WRITTEN REQUEST:
Write out each line of the records below as a numbered list, omitting blank lines.

━━━━━━━━━━━━━━━━━━━━━━━━━━━━━━

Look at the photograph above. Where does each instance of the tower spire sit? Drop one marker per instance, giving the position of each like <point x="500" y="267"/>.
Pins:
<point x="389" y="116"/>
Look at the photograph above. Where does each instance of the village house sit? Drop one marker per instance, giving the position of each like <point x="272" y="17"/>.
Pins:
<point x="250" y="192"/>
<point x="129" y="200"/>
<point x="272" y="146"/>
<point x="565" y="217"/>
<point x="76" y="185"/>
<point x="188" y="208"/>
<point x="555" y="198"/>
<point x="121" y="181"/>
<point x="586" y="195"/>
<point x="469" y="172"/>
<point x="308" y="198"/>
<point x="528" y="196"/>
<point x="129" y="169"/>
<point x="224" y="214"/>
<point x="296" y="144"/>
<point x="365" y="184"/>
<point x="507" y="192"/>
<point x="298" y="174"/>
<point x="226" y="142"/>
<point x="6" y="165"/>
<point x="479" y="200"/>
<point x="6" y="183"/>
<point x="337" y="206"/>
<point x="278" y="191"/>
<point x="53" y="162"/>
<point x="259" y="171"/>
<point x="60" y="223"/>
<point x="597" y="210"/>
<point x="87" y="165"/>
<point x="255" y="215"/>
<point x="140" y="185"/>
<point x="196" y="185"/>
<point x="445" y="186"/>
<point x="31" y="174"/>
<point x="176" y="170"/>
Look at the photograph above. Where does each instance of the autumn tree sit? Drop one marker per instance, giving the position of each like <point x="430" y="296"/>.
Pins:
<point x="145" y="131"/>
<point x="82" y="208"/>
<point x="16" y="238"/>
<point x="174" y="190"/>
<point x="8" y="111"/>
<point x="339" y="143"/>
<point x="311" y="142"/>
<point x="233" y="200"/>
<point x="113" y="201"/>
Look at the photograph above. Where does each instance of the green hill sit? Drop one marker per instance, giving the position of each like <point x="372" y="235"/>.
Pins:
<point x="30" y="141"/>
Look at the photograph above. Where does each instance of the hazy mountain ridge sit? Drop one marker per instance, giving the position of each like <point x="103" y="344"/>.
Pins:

━━━━━━━━━━━━━━━━━━━━━━━━━━━━━━

ANSWER FOR THE TASK:
1. Look at the photograph above. Where does each instance of the tower spire sit? Drop one marker per instance, giving the position of each like <point x="500" y="267"/>.
2. Pins:
3. <point x="389" y="116"/>
4. Look at the photograph above. Where does each instance of the village house sit? Drop one marker per instance, giving the position of each like <point x="272" y="17"/>.
5. Pins:
6. <point x="250" y="192"/>
7. <point x="129" y="200"/>
8. <point x="272" y="146"/>
9. <point x="565" y="217"/>
10. <point x="76" y="185"/>
11. <point x="188" y="208"/>
12. <point x="555" y="198"/>
13. <point x="121" y="181"/>
14. <point x="586" y="195"/>
15. <point x="469" y="172"/>
16. <point x="308" y="198"/>
17. <point x="528" y="196"/>
18. <point x="129" y="169"/>
19. <point x="224" y="214"/>
20. <point x="296" y="144"/>
21. <point x="365" y="184"/>
22. <point x="507" y="192"/>
23. <point x="298" y="174"/>
24. <point x="226" y="142"/>
25. <point x="6" y="165"/>
26. <point x="479" y="200"/>
27. <point x="6" y="183"/>
28. <point x="337" y="206"/>
29. <point x="278" y="191"/>
30. <point x="53" y="162"/>
31. <point x="259" y="171"/>
32. <point x="60" y="223"/>
33. <point x="597" y="210"/>
34. <point x="87" y="165"/>
35. <point x="255" y="215"/>
36. <point x="140" y="185"/>
37. <point x="196" y="185"/>
38. <point x="445" y="186"/>
39. <point x="31" y="174"/>
40. <point x="176" y="170"/>
41. Look at the photograph above. Where does each instance of the autumn tree sit? Drop one marker per instance, giving the position of each like <point x="430" y="296"/>.
42. Pins:
43. <point x="145" y="131"/>
44. <point x="82" y="208"/>
45. <point x="16" y="238"/>
46. <point x="174" y="190"/>
47. <point x="8" y="111"/>
48. <point x="339" y="143"/>
49. <point x="311" y="142"/>
50. <point x="233" y="200"/>
51. <point x="113" y="201"/>
52. Look at the photograph above. Where does each instance of the green hill sit? Drop one marker per instance, giving the position of each like <point x="372" y="235"/>.
53. Pins:
54. <point x="30" y="141"/>
55. Look at the photograph above. Where does each instance of the hazy mountain ridge sit? Drop one marker per instance, giving the position of each like <point x="103" y="344"/>.
56. Pins:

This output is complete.